>> START Dataset records

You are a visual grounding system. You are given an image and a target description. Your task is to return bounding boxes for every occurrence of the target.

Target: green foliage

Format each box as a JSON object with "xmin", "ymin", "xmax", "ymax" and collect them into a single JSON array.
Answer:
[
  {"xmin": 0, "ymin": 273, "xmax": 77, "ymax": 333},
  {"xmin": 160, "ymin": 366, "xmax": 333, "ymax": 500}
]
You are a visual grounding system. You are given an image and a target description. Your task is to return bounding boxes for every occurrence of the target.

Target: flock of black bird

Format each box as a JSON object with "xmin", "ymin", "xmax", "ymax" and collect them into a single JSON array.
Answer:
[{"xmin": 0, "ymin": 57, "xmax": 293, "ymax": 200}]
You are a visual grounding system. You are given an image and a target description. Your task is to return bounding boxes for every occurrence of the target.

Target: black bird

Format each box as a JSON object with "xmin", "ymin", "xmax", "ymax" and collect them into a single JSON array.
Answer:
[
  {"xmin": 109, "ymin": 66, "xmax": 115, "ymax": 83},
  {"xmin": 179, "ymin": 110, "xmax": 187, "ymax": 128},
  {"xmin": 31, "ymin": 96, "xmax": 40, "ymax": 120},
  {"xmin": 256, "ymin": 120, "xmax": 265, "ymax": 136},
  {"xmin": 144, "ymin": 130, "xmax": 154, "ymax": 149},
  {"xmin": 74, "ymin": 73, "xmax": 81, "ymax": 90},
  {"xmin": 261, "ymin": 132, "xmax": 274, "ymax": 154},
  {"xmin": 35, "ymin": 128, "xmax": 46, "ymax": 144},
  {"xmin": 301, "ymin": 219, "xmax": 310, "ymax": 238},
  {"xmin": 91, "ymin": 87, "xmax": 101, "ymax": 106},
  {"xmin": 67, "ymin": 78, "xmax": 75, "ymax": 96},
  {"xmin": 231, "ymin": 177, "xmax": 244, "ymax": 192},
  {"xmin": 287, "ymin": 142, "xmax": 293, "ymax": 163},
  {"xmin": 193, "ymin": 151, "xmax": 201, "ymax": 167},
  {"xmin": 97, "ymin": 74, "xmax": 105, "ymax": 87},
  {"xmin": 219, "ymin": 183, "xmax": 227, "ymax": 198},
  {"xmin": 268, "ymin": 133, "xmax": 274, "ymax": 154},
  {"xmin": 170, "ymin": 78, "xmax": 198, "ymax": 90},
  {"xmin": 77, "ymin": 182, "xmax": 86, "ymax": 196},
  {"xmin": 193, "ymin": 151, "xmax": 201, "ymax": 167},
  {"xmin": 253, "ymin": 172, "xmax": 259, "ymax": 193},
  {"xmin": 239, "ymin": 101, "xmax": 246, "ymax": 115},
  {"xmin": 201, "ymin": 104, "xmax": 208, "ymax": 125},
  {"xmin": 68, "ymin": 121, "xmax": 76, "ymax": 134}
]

>> END Dataset records

▶ _What the exercise asks_
Retype all of the lines above, keeping every character the same.

▶ _Exercise solution_
You are a visual grounding system. You are given an image and a target description. Your task is to return bounding boxes for every occurrence of the target.

Target: green foliage

Format each box as a JSON object with "xmin", "ymin", "xmax", "ymax" and collect them into a single JSON array.
Answer:
[
  {"xmin": 0, "ymin": 273, "xmax": 77, "ymax": 333},
  {"xmin": 160, "ymin": 366, "xmax": 333, "ymax": 500}
]
You are a visual grounding system. You are given an image and a target description. Your task is to return bounding boxes for every occurrence of the target.

Target: flock of black bird

Format each box as a JSON object with "xmin", "ymin", "xmax", "ymax" and collect them into a single JSON array.
Answer:
[{"xmin": 0, "ymin": 57, "xmax": 293, "ymax": 200}]
You are a visual grounding system. You are given an image and a target description. Your task is to return bounding boxes for every occurrence of the target.

Target: black bird

Format each box as a JSON object with "xmin", "ymin", "xmax", "ymax" and collect them into a single JSON array.
Answer:
[
  {"xmin": 109, "ymin": 66, "xmax": 115, "ymax": 83},
  {"xmin": 179, "ymin": 110, "xmax": 187, "ymax": 128},
  {"xmin": 31, "ymin": 96, "xmax": 40, "ymax": 120},
  {"xmin": 256, "ymin": 120, "xmax": 265, "ymax": 136},
  {"xmin": 144, "ymin": 130, "xmax": 154, "ymax": 149},
  {"xmin": 74, "ymin": 73, "xmax": 81, "ymax": 90},
  {"xmin": 261, "ymin": 132, "xmax": 274, "ymax": 154},
  {"xmin": 35, "ymin": 128, "xmax": 46, "ymax": 144},
  {"xmin": 301, "ymin": 219, "xmax": 310, "ymax": 238},
  {"xmin": 91, "ymin": 87, "xmax": 101, "ymax": 106},
  {"xmin": 67, "ymin": 78, "xmax": 75, "ymax": 96},
  {"xmin": 231, "ymin": 177, "xmax": 244, "ymax": 192},
  {"xmin": 287, "ymin": 142, "xmax": 293, "ymax": 163},
  {"xmin": 193, "ymin": 151, "xmax": 201, "ymax": 167},
  {"xmin": 97, "ymin": 74, "xmax": 105, "ymax": 87},
  {"xmin": 219, "ymin": 183, "xmax": 227, "ymax": 198},
  {"xmin": 268, "ymin": 133, "xmax": 274, "ymax": 154},
  {"xmin": 170, "ymin": 78, "xmax": 198, "ymax": 90},
  {"xmin": 77, "ymin": 182, "xmax": 86, "ymax": 196},
  {"xmin": 193, "ymin": 151, "xmax": 201, "ymax": 167},
  {"xmin": 253, "ymin": 172, "xmax": 259, "ymax": 193},
  {"xmin": 239, "ymin": 101, "xmax": 246, "ymax": 115},
  {"xmin": 201, "ymin": 104, "xmax": 208, "ymax": 125},
  {"xmin": 68, "ymin": 121, "xmax": 76, "ymax": 134}
]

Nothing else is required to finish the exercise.